▶ Exercise brief
Your reply should be one number: how many lines of the records below contain the string "skier".

▶ Source records
◇ ◇ ◇

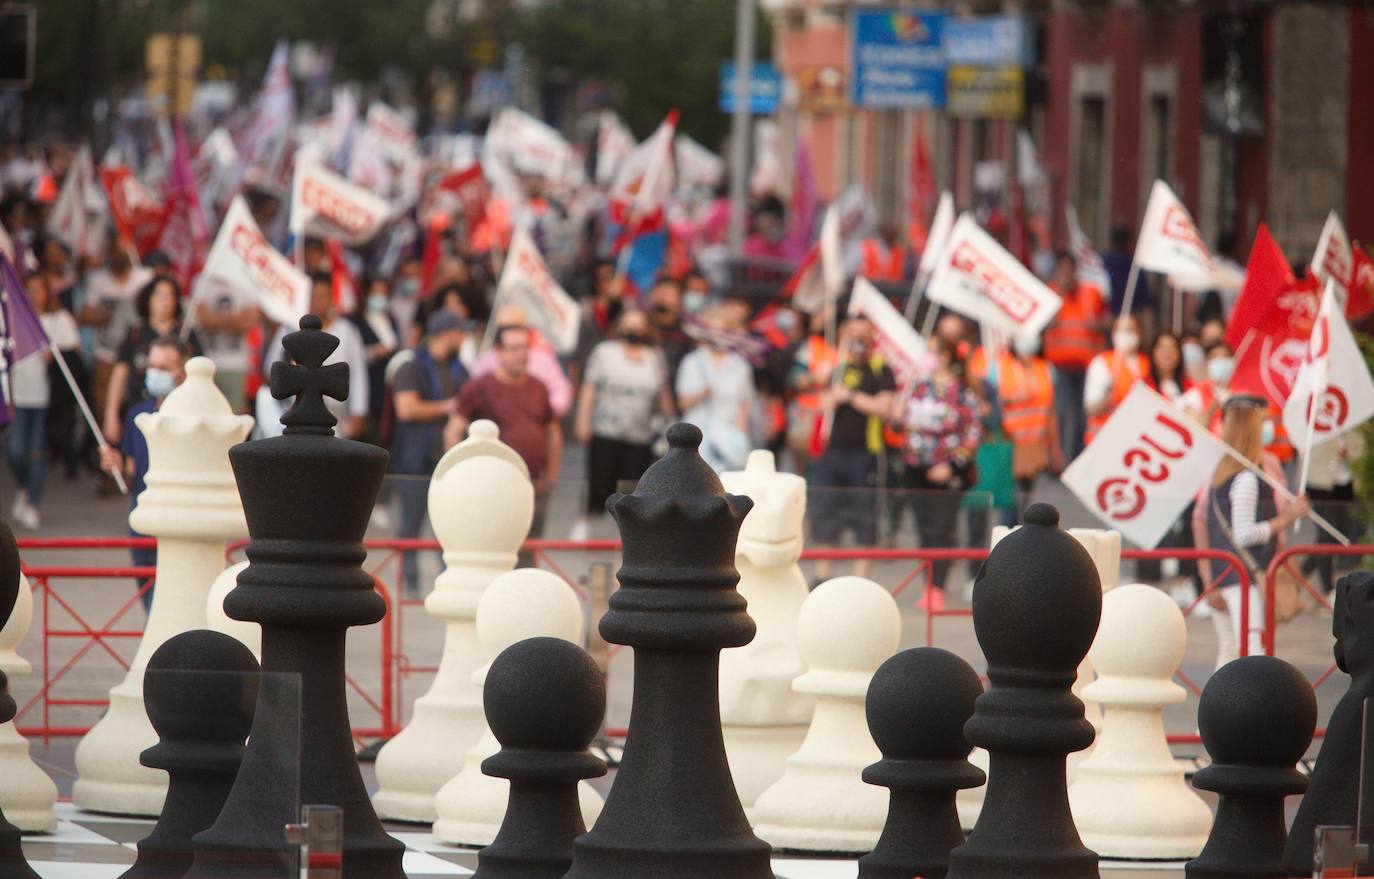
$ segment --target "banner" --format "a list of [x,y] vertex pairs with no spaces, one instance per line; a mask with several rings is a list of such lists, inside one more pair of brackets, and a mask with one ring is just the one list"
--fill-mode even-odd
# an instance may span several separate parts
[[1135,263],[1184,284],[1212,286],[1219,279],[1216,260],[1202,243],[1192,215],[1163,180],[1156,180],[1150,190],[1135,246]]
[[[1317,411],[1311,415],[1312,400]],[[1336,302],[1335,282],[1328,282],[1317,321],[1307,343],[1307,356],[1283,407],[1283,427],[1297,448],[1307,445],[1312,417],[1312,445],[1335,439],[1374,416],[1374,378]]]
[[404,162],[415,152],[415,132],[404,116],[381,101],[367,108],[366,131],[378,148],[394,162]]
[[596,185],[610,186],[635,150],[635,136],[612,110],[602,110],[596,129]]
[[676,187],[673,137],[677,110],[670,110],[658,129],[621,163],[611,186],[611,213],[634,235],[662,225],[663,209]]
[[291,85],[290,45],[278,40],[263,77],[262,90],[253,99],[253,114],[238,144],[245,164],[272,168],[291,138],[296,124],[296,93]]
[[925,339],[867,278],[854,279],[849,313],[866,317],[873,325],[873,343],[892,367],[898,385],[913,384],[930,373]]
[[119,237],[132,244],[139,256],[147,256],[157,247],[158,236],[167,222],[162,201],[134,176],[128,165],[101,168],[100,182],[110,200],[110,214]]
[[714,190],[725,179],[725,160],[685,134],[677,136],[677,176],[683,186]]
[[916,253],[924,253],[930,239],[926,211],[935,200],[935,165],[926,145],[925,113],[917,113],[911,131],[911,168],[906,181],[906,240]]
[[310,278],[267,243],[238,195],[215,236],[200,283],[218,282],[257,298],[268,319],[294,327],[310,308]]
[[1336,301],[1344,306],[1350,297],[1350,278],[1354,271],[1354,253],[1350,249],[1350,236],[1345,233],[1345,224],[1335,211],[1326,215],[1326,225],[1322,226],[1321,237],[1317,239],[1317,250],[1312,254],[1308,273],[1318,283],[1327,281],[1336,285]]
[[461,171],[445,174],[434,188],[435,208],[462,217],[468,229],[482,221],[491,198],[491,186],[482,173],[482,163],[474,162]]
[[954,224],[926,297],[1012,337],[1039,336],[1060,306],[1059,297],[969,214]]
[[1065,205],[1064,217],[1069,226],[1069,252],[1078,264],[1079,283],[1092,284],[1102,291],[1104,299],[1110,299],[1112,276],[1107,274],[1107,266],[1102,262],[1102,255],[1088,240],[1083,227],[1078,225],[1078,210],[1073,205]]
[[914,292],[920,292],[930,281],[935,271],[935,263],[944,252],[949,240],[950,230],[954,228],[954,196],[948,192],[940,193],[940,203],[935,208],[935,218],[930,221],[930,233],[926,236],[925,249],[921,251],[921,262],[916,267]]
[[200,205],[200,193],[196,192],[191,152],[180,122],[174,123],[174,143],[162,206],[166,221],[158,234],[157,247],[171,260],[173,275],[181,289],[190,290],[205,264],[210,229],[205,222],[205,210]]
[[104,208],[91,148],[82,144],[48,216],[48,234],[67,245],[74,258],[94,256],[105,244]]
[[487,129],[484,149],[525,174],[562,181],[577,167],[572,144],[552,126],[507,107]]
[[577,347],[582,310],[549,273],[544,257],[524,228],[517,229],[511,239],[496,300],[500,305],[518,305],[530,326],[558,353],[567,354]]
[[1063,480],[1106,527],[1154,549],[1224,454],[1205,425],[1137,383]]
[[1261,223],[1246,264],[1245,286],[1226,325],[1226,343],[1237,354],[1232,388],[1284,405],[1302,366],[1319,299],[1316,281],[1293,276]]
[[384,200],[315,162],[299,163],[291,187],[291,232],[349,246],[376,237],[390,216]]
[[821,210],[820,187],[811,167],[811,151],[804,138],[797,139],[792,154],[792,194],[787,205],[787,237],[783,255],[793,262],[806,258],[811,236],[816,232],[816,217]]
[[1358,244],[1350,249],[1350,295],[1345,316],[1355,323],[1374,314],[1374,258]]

◇ ◇ ◇

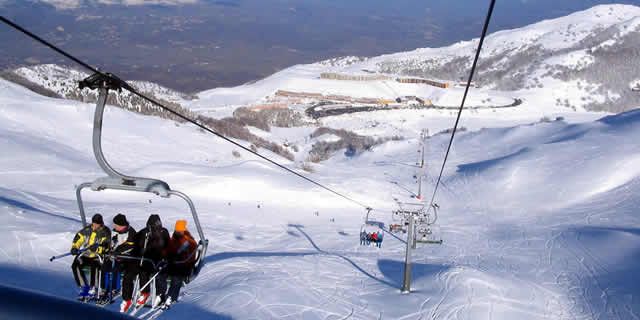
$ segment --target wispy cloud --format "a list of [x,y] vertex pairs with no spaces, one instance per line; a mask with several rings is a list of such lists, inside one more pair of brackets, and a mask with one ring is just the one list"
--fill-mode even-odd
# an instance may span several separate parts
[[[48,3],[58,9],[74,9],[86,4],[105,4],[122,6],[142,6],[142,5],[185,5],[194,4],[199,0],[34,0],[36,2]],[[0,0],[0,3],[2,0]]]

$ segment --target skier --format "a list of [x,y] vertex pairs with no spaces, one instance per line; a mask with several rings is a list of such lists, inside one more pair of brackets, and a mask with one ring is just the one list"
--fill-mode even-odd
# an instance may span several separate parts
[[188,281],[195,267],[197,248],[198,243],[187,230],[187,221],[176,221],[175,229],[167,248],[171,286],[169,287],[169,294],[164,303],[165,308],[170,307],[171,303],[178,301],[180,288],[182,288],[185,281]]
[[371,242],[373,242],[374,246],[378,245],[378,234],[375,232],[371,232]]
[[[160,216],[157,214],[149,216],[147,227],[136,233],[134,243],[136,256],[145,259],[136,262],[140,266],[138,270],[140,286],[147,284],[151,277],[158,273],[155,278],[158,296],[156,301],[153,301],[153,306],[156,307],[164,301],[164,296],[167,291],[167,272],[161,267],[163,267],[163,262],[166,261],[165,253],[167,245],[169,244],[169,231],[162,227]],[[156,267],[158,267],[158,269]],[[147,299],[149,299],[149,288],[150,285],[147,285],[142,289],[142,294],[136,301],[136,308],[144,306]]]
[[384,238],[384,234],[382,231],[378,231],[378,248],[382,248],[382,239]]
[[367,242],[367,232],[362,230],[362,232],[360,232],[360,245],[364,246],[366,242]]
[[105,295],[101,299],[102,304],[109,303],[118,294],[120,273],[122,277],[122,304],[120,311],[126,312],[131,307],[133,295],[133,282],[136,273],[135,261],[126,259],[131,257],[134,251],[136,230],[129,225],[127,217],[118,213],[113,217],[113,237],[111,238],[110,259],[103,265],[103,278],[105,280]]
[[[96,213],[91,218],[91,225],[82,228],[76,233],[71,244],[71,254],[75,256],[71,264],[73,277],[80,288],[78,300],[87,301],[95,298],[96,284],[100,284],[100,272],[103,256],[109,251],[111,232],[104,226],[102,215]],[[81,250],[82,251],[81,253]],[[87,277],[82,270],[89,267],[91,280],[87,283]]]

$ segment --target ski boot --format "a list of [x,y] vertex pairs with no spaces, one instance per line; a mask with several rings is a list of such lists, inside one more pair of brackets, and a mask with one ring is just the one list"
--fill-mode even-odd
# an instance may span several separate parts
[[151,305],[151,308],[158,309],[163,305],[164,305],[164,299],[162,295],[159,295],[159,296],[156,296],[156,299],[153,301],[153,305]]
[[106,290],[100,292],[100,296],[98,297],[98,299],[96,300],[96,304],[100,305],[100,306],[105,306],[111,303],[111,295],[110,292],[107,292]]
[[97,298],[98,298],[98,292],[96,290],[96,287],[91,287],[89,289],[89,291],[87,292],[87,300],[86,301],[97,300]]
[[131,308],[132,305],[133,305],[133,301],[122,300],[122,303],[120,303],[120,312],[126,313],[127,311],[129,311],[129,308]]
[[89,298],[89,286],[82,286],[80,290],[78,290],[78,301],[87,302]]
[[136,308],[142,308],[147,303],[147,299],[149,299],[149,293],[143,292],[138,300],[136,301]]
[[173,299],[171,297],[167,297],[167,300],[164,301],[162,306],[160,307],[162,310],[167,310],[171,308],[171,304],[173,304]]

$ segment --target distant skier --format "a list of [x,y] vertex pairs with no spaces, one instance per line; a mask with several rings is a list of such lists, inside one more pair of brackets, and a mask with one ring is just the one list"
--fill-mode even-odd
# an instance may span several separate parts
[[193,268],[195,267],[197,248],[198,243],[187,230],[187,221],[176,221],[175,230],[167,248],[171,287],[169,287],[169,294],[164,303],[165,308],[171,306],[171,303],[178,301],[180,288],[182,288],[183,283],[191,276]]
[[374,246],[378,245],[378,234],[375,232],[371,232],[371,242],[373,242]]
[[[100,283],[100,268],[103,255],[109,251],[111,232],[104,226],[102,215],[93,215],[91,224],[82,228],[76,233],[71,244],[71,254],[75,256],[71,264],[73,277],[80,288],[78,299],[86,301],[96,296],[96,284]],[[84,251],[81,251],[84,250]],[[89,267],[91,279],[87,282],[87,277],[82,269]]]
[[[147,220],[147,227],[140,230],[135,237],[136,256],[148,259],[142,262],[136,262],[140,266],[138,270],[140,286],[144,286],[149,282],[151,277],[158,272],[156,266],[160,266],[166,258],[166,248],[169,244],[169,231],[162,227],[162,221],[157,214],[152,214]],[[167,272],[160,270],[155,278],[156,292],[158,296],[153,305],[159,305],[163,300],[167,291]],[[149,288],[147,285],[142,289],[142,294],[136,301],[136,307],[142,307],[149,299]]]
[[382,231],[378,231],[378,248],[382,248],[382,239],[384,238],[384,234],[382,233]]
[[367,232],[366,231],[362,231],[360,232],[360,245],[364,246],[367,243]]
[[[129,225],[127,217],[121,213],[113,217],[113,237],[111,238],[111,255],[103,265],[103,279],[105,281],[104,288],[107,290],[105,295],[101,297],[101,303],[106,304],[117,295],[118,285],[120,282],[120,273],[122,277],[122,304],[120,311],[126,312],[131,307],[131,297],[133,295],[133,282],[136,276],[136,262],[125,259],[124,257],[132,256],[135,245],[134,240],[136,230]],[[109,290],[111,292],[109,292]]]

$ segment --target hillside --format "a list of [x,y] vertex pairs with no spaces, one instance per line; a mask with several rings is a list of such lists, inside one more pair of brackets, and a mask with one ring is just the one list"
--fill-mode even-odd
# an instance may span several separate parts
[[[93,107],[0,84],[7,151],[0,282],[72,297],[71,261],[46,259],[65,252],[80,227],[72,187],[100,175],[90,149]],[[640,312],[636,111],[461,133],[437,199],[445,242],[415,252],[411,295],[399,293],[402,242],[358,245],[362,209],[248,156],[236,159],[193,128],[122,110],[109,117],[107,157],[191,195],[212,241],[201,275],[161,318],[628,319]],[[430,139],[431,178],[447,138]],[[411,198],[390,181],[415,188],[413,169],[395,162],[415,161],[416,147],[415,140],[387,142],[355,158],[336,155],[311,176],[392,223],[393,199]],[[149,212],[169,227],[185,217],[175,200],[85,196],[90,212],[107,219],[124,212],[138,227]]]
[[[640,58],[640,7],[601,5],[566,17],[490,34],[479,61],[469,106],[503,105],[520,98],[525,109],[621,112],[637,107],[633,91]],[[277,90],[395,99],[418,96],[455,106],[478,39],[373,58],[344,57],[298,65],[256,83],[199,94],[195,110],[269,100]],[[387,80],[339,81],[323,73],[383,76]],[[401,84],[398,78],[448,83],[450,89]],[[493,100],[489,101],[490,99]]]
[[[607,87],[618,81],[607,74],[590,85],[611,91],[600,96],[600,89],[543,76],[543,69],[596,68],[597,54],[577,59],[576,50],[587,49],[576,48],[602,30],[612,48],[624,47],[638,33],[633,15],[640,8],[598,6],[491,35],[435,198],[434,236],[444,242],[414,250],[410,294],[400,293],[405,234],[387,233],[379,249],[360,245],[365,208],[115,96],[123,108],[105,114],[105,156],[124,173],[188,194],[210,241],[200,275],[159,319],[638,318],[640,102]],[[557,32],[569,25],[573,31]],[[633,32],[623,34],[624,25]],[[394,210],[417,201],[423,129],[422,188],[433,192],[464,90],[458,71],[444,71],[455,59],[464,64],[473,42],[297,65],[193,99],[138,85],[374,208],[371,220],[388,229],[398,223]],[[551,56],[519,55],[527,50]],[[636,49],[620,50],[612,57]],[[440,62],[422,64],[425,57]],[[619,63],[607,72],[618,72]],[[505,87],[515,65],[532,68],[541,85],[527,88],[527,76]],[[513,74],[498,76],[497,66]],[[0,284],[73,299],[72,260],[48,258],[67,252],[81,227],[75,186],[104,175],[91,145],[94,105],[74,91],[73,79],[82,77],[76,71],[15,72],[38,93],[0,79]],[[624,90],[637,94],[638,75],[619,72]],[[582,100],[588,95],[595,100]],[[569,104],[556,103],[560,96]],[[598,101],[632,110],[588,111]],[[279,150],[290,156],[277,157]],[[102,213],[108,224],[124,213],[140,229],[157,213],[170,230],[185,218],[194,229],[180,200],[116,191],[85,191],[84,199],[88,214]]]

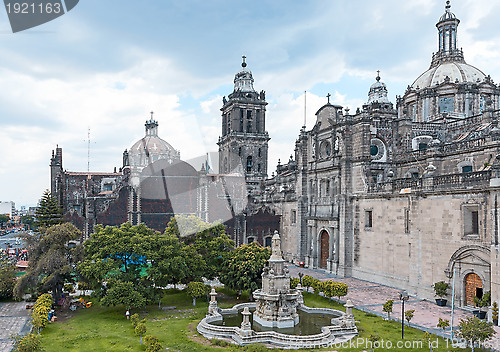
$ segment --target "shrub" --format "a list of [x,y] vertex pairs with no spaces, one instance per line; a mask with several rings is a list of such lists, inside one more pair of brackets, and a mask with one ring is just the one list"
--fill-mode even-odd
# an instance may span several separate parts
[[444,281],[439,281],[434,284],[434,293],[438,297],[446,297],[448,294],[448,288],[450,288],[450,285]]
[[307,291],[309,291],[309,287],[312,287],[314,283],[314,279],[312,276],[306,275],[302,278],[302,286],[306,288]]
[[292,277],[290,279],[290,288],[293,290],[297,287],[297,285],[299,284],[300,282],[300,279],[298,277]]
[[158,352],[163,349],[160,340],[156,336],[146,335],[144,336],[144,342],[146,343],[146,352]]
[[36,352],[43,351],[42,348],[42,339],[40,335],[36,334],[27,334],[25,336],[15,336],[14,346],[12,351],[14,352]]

◇ ◇ ◇

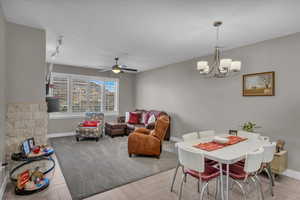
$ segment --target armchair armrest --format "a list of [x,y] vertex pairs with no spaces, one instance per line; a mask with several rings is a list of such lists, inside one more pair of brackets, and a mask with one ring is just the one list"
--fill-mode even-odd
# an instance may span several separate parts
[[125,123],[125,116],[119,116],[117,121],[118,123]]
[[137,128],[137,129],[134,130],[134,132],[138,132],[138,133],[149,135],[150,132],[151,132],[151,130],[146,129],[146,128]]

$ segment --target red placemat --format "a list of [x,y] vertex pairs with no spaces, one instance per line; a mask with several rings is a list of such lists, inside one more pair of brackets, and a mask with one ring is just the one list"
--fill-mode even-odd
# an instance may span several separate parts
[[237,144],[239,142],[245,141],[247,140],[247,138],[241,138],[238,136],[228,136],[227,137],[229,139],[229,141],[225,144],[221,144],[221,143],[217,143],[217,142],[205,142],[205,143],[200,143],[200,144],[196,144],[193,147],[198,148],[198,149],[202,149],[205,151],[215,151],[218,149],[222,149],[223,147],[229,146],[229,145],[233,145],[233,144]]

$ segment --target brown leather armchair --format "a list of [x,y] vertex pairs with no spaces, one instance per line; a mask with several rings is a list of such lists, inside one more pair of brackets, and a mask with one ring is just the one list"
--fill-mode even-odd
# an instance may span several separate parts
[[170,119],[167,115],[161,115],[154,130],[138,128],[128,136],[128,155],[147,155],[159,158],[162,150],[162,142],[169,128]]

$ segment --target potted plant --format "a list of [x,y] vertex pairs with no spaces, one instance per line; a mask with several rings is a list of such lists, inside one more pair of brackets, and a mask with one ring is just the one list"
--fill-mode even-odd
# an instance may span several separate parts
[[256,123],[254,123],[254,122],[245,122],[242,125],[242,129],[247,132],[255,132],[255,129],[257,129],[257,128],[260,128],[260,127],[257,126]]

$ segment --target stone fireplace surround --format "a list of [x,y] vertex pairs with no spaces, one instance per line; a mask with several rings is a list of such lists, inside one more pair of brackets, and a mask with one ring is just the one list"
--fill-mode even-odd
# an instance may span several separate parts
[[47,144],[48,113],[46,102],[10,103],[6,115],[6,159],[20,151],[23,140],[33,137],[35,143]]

◇ ◇ ◇

▶ Result of this task
2